**Position identification records:**
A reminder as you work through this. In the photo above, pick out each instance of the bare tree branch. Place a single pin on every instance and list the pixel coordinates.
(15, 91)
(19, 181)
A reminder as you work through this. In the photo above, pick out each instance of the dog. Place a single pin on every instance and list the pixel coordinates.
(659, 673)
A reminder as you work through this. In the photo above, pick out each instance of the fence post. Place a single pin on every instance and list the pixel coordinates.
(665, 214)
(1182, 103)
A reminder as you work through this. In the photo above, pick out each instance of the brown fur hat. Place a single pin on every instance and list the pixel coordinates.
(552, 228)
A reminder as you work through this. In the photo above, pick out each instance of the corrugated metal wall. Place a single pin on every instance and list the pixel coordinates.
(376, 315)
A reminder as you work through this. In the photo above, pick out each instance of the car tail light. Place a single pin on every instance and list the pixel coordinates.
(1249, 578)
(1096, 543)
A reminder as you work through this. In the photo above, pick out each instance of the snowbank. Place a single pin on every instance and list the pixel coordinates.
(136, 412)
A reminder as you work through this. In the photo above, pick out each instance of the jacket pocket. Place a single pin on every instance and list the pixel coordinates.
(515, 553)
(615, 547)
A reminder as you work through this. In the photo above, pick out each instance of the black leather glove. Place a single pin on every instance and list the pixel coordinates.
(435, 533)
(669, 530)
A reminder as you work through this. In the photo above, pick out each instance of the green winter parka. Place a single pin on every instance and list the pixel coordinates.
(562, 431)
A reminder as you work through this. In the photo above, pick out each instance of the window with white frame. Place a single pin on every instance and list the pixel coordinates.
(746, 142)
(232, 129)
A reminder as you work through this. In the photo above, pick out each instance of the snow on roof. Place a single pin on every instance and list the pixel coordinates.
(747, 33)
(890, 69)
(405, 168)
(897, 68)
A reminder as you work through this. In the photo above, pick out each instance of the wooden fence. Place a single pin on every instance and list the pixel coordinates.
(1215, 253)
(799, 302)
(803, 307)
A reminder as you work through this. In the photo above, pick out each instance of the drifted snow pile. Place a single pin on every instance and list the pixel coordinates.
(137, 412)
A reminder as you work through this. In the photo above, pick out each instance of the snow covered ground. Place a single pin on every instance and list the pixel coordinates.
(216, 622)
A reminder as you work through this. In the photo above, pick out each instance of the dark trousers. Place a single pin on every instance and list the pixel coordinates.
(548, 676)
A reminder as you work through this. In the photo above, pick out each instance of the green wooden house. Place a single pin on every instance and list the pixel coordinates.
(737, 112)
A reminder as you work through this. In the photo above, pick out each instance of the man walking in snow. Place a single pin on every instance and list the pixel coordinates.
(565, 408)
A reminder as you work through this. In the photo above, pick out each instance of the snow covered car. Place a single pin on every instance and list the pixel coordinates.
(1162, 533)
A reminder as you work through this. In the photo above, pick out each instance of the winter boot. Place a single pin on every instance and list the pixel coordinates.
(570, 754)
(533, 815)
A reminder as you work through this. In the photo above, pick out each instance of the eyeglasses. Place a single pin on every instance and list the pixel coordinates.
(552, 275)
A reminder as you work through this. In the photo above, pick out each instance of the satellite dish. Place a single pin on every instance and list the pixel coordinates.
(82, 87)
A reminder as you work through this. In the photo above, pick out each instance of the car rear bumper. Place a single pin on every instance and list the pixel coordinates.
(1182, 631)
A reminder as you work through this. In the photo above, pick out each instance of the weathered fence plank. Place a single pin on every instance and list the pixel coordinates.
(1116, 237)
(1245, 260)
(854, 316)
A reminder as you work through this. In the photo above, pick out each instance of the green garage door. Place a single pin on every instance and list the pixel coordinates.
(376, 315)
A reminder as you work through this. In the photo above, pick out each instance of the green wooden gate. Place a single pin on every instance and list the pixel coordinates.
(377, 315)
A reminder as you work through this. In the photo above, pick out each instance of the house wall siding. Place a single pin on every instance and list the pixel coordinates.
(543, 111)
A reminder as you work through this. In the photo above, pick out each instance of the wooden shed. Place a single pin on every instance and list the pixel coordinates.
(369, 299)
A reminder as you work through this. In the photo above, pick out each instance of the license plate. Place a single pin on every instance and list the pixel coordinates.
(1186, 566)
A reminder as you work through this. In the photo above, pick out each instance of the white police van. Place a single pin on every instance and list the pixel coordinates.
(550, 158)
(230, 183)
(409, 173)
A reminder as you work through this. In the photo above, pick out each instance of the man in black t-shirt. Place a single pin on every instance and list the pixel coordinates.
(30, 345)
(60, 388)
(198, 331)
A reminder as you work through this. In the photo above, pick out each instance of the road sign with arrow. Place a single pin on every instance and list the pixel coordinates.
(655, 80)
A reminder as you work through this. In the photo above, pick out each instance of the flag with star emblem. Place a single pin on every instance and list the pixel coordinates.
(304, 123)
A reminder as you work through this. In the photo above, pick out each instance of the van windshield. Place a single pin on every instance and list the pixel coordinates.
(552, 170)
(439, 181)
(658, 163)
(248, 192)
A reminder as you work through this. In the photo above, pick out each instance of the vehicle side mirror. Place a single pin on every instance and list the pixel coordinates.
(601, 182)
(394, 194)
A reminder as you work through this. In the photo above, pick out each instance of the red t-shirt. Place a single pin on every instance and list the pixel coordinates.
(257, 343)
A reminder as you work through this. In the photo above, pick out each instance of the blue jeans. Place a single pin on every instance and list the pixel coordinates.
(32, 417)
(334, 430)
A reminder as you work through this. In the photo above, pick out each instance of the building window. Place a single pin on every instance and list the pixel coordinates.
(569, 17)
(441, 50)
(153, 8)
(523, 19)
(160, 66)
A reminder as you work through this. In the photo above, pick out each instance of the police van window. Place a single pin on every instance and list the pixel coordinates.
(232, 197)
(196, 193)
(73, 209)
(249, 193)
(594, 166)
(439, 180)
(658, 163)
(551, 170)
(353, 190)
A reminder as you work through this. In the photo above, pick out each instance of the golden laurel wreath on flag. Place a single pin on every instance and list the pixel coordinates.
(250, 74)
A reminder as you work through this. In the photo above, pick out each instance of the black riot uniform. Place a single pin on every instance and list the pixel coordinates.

**Exercise prompt:** Retype all the material above precisely, with no line left out.

**Answer to the problem:**
A reminder as you work through this. In the photo above, pick out each instance of the bare tree branch. Place a single pin on every instance and list the pixel coordinates.
(15, 91)
(19, 181)
A reminder as you work through this. In the photo above, pick out each instance of the dog. Place a single pin on every instance and list the pixel coordinates.
(659, 673)
A reminder as you work through this. In the photo above, pick out each instance of the fence post. Place a single pin on every instance and list the pixel coordinates.
(665, 214)
(1182, 103)
A reminder as you work through this. In the photo above, pick out each instance of the brown fur hat. Place a single pin on every instance and list the pixel coordinates.
(552, 228)
A reminder as you work through this. In the photo above, pick out each instance of the corrugated metal wall. Place a single pin on every instance and list the pixel coordinates.
(376, 315)
A reminder as you work through this. In the photo above, pick out each instance of the car tail light. Place a single pin on every instance and list the pixel coordinates.
(1249, 578)
(1096, 543)
A reminder as you work through this. In the photo above, pick out each instance of the snowbank. Place a single pin on every instance and list the pixel coordinates.
(136, 412)
A reminder as you work through this. In the photo above, pick out each instance of the jacket pocket. Place a single pin on every instance and list the pixel coordinates.
(515, 553)
(615, 547)
A reminder as you work through this. In the photo above, pick out each instance of the black leather glove. Place a single pin on every instance and list the pixel coordinates.
(435, 533)
(669, 530)
A reminder as you work through this. In the photo above, pick out each instance of the green winter parka. Place a single pin on every instance and list the pixel coordinates.
(562, 431)
A reminder as you work through this. In the photo above, pick out each instance of the window with white frame. Place a single pin on every instance and list the pixel coordinates.
(746, 142)
(232, 129)
A reminder as you work through this. In the photo above, pick out each instance of the snow on roof. Place a single pin on every instance and list the pixel coordinates.
(747, 33)
(890, 69)
(405, 168)
(897, 68)
A reminder as you work through this. In the photo above, pick out each instance of the wooden fence. Place a single pin on every instance and list the pixel coordinates.
(1215, 253)
(799, 302)
(803, 307)
A reminder as you work through this. In the photo above, pick out each instance of the drifted snow pile. Place a single pin on every instance and list the pixel coordinates.
(137, 412)
A reminder as you work through this. In the photo above, pick out each instance of the snow covered ground. Place a single pin on every instance and list the pixel coordinates.
(216, 622)
A reminder as you work through this. In the photo above, pick out each instance of the dark trousers. Place a single pin on every instance and list the pixel coordinates.
(548, 676)
A reminder as you work through this. In the photo above, pick out each instance of the green wooden house. Place a single pin on every instance and list the pixel coordinates.
(737, 112)
A reminder as you work through this. In the photo above, pick out each instance of the man walking in snow. Place a single pin on every instance and list the pixel coordinates.
(565, 408)
A reminder as you work through this. In the photo above, pick out each instance of the snow covered car. Place a single pin on every instance and list the pixel coordinates.
(1162, 533)
A reminder as you work through this. In the photo above, pick out each instance of the winter boot. Place a single pin on every instance and list the pixel coordinates.
(570, 754)
(533, 815)
A reminder as you work through this. In the photo above, pick out each instance of the eyeglasses. Place a single pin on every instance and list the pixel coordinates.
(552, 275)
A reminder as you work through this. In the photo above, pick out each instance of the satellite dish. Place a single pin on every instance and list the pixel coordinates.
(82, 87)
A reminder as you work through this. In the photo above, pick out each instance of the car rear bumper. Place a single pin on every instance and list the pixel coordinates.
(1182, 631)
A reminder as you work through this. In the photo above, pick out each instance of the weathered fence plank. Place a single pin on every instance and list the pixel coordinates.
(1116, 237)
(1245, 260)
(854, 316)
A reminder as you work through this. In the photo above, pick out each instance of the green garage door. Place a single pin on every instance and list the pixel coordinates.
(376, 315)
A reminder as you work through this. In the photo above, pick out each instance of the green wooden gate. Place a single pin on every instance and list the pixel coordinates.
(377, 315)
A reminder as you work through this. In the photo above, pick out each instance of the house wall siding. Place a single pin on every instance and list the pixel coordinates.
(543, 111)
A reminder as you work through this. In the photo above, pick out each instance of the wooden shed. Place a single pin on every instance and list the pixel coordinates.
(369, 299)
A reminder as you work through this. In the photo above, pick out each instance of the license plate. Place a single pin on every instance and list the pixel coordinates.
(1186, 566)
A reminder as you work through this. In the photo above, pick out each instance of the white police van. Place a single pin on every instance and list the pixel coordinates.
(550, 158)
(230, 183)
(409, 173)
A reminder as you work through this. In the photo above, pick out each instance of the man in black t-shirt. Place a single pin on every instance and list the pixel coordinates.
(30, 345)
(60, 388)
(198, 331)
A reminder as you work through this. In the photo above, pick out each instance of the road sign with arrow. Place a single pin on every instance and list the pixel coordinates.
(655, 80)
A reminder as you work through this. In the photo above, pick out each instance of the flag with star emblem. Place a single pin on every instance and list the pixel coordinates.
(304, 123)
A reminder as you work through this. In the photo above, pick out each instance of the van windshield. Place a single pin on every instance and list the pixel coordinates.
(552, 170)
(439, 181)
(658, 163)
(248, 192)
A reminder as you work through this. In the photo above, pick out each instance of the vehicle side mirror. Place a single pin on every instance and list the pixel coordinates.
(601, 182)
(394, 194)
A reminder as you work through this. In the photo above, pick out each instance of the red t-shirt. Place a single pin on every instance and list the pixel coordinates.
(257, 343)
A reminder as you work through this. In the photo above, pick out each instance of the blue jeans. Place a single pin on every instance and list the pixel coordinates.
(32, 417)
(334, 430)
A reminder as you work through this. In the photo above, pick out each instance of the building window. Place a single pin on every instance and list the pixel coordinates.
(569, 17)
(441, 50)
(153, 8)
(523, 19)
(160, 66)
A reminder as you work through this. In the photo above, pick out each instance of the police van window. Place a single pin on every instance and list the pixel coordinates.
(232, 197)
(196, 193)
(73, 209)
(249, 193)
(594, 166)
(439, 180)
(658, 163)
(551, 170)
(353, 190)
A reminder as you work through this. In the photo above, pick out each instance of the golden laurel wreath on flag. Place a single pin on every instance and list the pixel coordinates.
(250, 74)
A reminder as you work through this. In the photo above, pick out each instance of the black riot uniform. Place a single pin on every instance and list the pixel coordinates.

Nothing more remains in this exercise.